Please print exactly the lines running from the one that contains "of the turquoise" to the end of the data, with both lines included.

***** Information given *****

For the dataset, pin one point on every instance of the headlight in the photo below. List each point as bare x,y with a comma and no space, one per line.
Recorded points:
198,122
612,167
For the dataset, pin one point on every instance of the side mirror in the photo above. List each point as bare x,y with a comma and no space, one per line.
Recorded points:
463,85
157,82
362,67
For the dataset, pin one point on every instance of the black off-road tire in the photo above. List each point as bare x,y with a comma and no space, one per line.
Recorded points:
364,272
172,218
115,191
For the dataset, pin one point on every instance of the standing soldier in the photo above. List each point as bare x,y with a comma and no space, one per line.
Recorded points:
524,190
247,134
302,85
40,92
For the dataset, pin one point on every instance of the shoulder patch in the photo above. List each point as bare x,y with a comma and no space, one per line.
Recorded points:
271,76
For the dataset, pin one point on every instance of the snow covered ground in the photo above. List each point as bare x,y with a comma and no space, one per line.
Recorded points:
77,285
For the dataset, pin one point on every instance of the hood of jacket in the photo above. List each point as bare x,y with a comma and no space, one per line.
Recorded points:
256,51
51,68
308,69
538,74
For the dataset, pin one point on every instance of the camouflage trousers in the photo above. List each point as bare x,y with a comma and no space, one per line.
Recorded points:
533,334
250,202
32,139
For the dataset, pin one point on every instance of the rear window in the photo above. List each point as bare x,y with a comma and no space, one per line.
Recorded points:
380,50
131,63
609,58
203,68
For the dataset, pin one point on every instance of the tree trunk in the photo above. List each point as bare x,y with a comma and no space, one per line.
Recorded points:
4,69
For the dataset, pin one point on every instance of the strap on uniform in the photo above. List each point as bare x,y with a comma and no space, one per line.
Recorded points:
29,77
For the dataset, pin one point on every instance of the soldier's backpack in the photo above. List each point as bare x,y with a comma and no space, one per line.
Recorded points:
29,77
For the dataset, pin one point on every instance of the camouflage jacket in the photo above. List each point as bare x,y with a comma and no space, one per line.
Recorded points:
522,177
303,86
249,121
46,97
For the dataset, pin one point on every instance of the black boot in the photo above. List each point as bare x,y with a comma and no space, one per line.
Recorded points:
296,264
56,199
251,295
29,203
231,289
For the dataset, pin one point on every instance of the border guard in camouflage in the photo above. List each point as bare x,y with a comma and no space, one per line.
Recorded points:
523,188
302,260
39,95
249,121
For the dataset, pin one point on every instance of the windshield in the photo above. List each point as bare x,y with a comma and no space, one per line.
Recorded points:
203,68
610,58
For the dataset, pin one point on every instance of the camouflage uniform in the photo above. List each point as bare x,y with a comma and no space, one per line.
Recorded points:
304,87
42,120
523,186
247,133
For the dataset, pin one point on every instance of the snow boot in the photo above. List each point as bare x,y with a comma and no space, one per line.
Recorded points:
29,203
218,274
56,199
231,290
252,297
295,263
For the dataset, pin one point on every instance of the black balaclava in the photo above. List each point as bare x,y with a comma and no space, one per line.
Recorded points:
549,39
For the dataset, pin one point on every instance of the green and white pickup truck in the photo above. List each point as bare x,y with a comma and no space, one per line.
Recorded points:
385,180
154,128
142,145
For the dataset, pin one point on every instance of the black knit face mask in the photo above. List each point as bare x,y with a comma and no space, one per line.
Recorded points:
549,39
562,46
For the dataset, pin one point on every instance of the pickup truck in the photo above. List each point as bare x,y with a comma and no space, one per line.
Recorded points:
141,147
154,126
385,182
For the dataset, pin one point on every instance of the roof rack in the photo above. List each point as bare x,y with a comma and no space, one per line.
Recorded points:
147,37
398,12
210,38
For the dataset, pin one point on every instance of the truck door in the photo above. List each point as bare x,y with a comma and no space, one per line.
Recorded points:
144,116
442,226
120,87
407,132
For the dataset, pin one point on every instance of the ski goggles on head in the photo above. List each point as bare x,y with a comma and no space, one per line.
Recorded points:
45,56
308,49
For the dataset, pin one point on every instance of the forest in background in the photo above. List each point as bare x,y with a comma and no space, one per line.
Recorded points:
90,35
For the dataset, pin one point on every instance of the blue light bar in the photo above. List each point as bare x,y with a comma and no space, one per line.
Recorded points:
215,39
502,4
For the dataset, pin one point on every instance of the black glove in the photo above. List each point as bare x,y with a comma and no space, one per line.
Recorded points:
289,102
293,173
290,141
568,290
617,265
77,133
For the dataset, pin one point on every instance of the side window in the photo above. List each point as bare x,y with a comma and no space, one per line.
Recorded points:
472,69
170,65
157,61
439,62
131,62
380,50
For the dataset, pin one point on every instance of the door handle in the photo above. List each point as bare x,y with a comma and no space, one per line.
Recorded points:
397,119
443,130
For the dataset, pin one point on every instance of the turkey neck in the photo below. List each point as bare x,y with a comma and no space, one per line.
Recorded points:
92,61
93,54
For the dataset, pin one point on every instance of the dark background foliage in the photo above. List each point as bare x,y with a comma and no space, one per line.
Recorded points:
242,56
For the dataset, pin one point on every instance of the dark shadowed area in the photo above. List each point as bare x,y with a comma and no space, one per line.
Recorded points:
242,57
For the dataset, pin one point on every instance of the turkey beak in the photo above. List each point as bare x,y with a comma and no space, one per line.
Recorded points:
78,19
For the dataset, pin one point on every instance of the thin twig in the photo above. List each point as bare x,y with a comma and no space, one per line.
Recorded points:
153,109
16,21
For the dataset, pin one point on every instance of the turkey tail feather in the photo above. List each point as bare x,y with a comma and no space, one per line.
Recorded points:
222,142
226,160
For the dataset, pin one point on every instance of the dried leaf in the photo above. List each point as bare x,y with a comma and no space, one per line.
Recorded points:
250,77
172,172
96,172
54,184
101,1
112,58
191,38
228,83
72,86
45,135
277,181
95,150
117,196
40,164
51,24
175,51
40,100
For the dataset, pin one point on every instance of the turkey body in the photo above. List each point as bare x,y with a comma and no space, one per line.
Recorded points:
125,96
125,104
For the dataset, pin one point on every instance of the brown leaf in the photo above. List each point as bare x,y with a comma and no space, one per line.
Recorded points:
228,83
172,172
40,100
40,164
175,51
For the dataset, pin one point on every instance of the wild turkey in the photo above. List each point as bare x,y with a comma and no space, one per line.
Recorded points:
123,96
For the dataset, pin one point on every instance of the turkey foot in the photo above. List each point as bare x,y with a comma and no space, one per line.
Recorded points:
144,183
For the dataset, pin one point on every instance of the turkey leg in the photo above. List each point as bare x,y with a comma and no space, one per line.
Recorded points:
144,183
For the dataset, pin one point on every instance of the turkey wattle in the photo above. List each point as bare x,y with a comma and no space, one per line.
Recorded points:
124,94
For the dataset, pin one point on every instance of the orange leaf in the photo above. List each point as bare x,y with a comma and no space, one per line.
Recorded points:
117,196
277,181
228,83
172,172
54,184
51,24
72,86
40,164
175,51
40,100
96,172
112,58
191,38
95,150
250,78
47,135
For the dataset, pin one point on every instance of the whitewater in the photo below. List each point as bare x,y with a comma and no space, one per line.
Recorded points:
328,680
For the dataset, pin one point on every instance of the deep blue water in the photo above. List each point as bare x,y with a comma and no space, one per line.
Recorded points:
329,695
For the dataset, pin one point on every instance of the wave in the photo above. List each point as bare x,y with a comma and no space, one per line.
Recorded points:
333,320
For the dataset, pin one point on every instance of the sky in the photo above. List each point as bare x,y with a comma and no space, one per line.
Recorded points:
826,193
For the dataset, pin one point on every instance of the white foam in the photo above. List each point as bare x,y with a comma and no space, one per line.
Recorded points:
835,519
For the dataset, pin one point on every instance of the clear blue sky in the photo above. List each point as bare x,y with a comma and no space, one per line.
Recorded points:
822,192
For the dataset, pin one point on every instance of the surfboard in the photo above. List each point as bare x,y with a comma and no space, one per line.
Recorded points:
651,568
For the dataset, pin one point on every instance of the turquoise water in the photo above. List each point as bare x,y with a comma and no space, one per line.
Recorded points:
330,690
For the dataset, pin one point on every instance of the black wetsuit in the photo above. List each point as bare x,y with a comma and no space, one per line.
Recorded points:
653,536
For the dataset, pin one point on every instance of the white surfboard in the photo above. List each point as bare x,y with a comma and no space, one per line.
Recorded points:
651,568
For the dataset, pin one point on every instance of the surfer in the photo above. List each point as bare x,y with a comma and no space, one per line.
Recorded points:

*****

# [Answer for this exercise]
For the dataset, pin one point on every instance of the turquoise water in the photo above. List each point as bare x,y with a comma and no space, one per line.
Recorded points:
330,690
For the dataset, pin one point on every instance of the black wetsuit in the photo above. List each point as bare x,y with a comma and no space, one per line.
Recorded points:
653,536
For the dataset, pin one point on every instance of the white surfboard in the photo above. List each point as bare x,y with a comma and no space, one per line.
Recorded points:
651,568
For the dataset, pin one point on every instance of the surfer in the photo above. List each point as bare x,y with a comma and no space, one per line.
Recorded points:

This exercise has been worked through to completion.